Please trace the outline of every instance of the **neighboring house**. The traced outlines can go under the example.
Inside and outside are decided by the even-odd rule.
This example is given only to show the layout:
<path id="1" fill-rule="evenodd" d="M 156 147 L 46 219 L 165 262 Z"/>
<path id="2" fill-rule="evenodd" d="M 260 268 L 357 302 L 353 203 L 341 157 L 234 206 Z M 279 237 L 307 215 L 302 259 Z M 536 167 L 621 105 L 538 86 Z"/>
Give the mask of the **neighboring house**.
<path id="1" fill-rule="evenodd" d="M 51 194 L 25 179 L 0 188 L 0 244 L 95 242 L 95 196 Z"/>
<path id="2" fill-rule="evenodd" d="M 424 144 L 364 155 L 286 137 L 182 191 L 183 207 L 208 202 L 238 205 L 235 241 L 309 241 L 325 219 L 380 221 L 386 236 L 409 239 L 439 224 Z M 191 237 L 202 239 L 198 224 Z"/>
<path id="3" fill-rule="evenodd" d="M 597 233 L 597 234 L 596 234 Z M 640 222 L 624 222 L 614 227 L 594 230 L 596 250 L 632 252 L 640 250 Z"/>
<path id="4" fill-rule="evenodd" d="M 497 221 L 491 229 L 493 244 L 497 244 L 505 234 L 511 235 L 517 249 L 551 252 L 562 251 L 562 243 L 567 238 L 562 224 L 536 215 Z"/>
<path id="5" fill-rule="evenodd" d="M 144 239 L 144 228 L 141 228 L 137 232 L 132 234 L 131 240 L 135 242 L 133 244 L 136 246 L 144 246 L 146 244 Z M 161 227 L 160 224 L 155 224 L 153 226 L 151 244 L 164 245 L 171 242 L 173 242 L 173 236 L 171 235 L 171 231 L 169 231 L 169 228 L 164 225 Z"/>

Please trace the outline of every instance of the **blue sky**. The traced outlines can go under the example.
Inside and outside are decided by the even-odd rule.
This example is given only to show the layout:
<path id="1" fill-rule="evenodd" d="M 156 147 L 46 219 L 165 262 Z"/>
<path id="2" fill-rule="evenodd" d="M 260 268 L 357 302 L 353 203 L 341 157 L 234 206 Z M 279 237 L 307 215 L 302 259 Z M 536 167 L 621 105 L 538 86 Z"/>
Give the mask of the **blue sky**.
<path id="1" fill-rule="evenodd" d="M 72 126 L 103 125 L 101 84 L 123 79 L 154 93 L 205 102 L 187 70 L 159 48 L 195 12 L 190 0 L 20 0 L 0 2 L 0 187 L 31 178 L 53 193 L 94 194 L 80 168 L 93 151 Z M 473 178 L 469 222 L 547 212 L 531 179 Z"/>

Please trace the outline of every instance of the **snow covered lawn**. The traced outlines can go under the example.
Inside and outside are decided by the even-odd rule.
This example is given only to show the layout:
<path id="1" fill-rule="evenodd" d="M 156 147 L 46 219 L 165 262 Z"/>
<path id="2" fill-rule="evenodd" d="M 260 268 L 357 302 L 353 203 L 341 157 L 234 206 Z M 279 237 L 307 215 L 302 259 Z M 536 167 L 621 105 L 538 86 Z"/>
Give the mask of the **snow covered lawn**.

○ ○ ○ ○

▶ _Exercise goal_
Copy the whole listing above line for line, keeping every character the same.

▶ _Solution to the problem_
Please trace the outline of every instance of the **neighboring house**. The traced outlines can go under the example.
Inside and outside are decided by the even-odd rule.
This example is given only to show the layout:
<path id="1" fill-rule="evenodd" d="M 156 147 L 46 219 L 165 262 Z"/>
<path id="2" fill-rule="evenodd" d="M 260 268 L 357 302 L 353 203 L 341 157 L 234 206 Z M 279 237 L 307 215 L 302 259 Z M 536 167 L 621 105 L 538 86 Z"/>
Give the mask of the **neighboring house**.
<path id="1" fill-rule="evenodd" d="M 51 194 L 25 179 L 0 188 L 0 244 L 95 242 L 95 196 Z"/>
<path id="2" fill-rule="evenodd" d="M 424 144 L 364 155 L 286 137 L 182 191 L 183 207 L 208 202 L 238 205 L 235 241 L 309 241 L 325 219 L 380 221 L 386 236 L 409 239 L 439 224 Z M 191 237 L 202 239 L 198 224 Z"/>
<path id="3" fill-rule="evenodd" d="M 597 233 L 597 234 L 596 234 Z M 640 222 L 624 222 L 614 227 L 594 230 L 596 250 L 632 252 L 640 250 Z"/>
<path id="4" fill-rule="evenodd" d="M 497 221 L 491 229 L 493 244 L 497 244 L 505 234 L 511 235 L 517 249 L 551 252 L 562 251 L 562 243 L 567 238 L 562 224 L 536 215 Z"/>
<path id="5" fill-rule="evenodd" d="M 144 239 L 144 228 L 141 228 L 137 232 L 132 234 L 131 240 L 135 242 L 133 244 L 136 246 L 144 246 L 146 244 Z M 161 227 L 160 224 L 155 224 L 153 226 L 151 244 L 164 245 L 171 242 L 173 242 L 173 236 L 171 235 L 171 231 L 169 231 L 169 228 L 164 225 Z"/>

Please trace the outline of every instance of the **blue sky**. The traced outlines can go under the example.
Inside and outside are decided by the even-odd rule.
This example is given only to show the layout:
<path id="1" fill-rule="evenodd" d="M 156 147 L 46 219 L 165 262 Z"/>
<path id="2" fill-rule="evenodd" d="M 260 268 L 357 302 L 353 203 L 341 157 L 234 206 Z M 279 237 L 307 215 L 302 259 Z M 536 167 L 621 105 L 538 86 Z"/>
Give the mask of the **blue sky**.
<path id="1" fill-rule="evenodd" d="M 72 126 L 103 125 L 101 84 L 123 79 L 154 93 L 205 102 L 187 70 L 159 48 L 195 12 L 190 0 L 20 0 L 0 2 L 0 187 L 31 178 L 53 193 L 94 194 L 80 168 L 93 151 Z M 473 178 L 469 222 L 547 212 L 531 179 Z"/>

Please trace the outline of every instance of the **snow covered lawn**. The traced outlines can go under the example.
Inside and outside are decided by the even-odd rule.
This example is given only to show the layout:
<path id="1" fill-rule="evenodd" d="M 156 147 L 46 219 L 165 262 Z"/>
<path id="2" fill-rule="evenodd" d="M 260 268 L 357 302 L 353 203 L 341 157 L 234 206 Z M 279 237 L 307 215 L 302 259 Z M 536 167 L 621 105 L 538 86 Z"/>
Give the mask of the **snow covered lawn**.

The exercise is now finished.